Problem requirements
Only the lines from the line with "Put one point on every instance of the seagull floating" through the end of the records belong in your reply, copied exactly, with every picture left out.

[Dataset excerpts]
^^^^^^^^^^^^^^^^

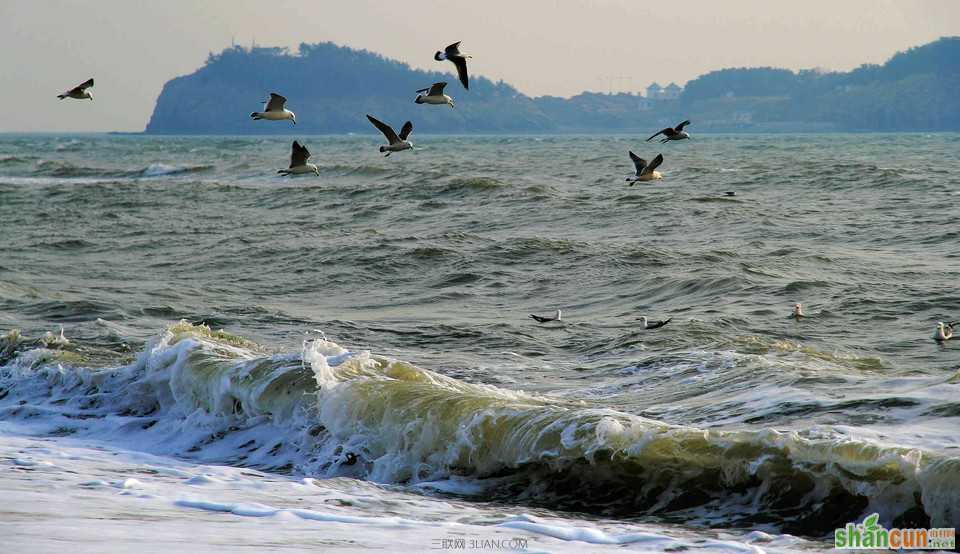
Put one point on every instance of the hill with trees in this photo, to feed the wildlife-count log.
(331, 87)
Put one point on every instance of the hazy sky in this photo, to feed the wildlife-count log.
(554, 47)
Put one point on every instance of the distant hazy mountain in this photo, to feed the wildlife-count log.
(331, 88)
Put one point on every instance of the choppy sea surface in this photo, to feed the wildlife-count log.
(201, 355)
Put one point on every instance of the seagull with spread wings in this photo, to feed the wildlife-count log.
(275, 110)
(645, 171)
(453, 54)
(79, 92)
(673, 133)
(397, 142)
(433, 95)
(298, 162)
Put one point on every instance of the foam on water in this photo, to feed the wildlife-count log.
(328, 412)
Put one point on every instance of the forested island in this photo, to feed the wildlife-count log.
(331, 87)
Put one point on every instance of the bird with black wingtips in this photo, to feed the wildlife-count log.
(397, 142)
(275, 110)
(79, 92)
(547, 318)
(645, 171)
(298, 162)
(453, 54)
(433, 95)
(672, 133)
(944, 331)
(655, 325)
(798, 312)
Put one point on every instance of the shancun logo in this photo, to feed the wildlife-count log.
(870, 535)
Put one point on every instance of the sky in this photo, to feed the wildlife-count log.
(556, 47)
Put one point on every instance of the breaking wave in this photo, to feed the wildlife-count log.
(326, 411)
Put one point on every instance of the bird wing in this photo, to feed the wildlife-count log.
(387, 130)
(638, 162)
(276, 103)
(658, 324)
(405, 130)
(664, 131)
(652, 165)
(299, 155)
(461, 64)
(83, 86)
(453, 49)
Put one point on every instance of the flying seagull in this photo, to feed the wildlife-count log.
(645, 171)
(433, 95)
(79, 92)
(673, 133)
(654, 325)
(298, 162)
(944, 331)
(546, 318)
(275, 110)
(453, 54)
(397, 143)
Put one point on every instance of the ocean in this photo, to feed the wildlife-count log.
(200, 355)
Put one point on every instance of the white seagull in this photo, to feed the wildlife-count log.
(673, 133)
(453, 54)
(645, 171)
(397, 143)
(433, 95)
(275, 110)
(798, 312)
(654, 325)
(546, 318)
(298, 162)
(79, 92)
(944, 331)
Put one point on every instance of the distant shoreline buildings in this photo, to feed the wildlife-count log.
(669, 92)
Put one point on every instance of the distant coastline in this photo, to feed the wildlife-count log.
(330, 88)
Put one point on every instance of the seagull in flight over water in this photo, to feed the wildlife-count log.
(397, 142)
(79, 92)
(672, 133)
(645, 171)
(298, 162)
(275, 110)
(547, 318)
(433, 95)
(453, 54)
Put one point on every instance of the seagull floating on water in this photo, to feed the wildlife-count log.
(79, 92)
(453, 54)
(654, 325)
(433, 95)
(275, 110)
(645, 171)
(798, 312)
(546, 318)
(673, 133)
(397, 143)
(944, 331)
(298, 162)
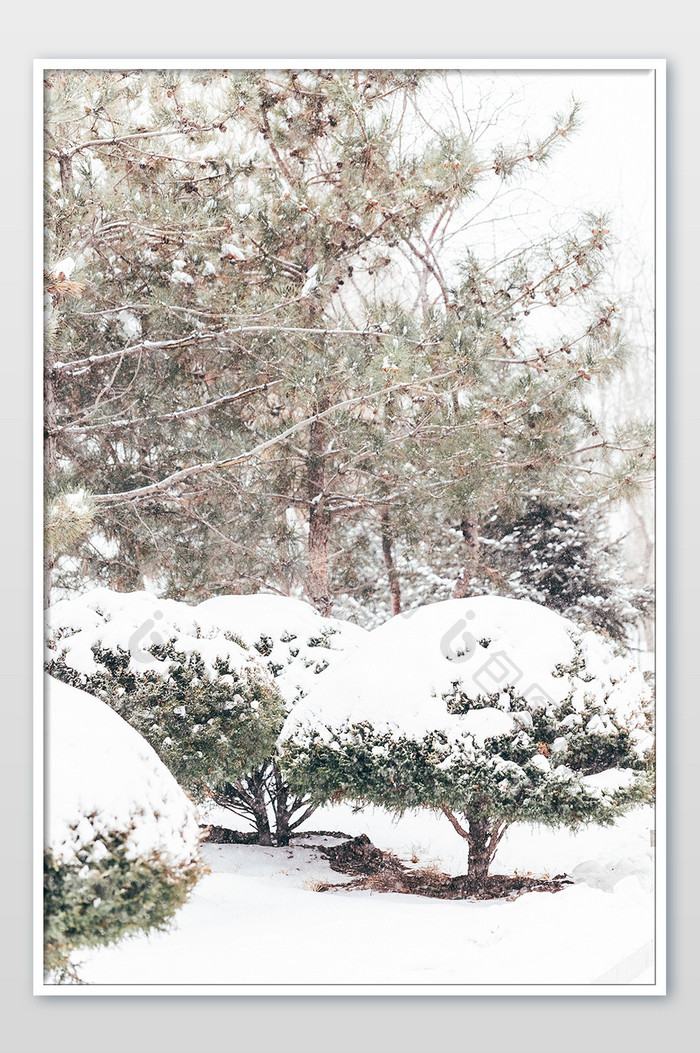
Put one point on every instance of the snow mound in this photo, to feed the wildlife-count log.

^^^^^^^^^^^^^^^^

Your response
Put one point on every instance of the seagull floating on water in this photo, to feed the wildlife-count log.
(79, 92)
(453, 54)
(654, 325)
(433, 95)
(275, 110)
(645, 171)
(798, 312)
(546, 318)
(673, 133)
(397, 143)
(944, 331)
(298, 162)
Put one point on every instance of the snow mound in this photo, to feed the wildlife-count log.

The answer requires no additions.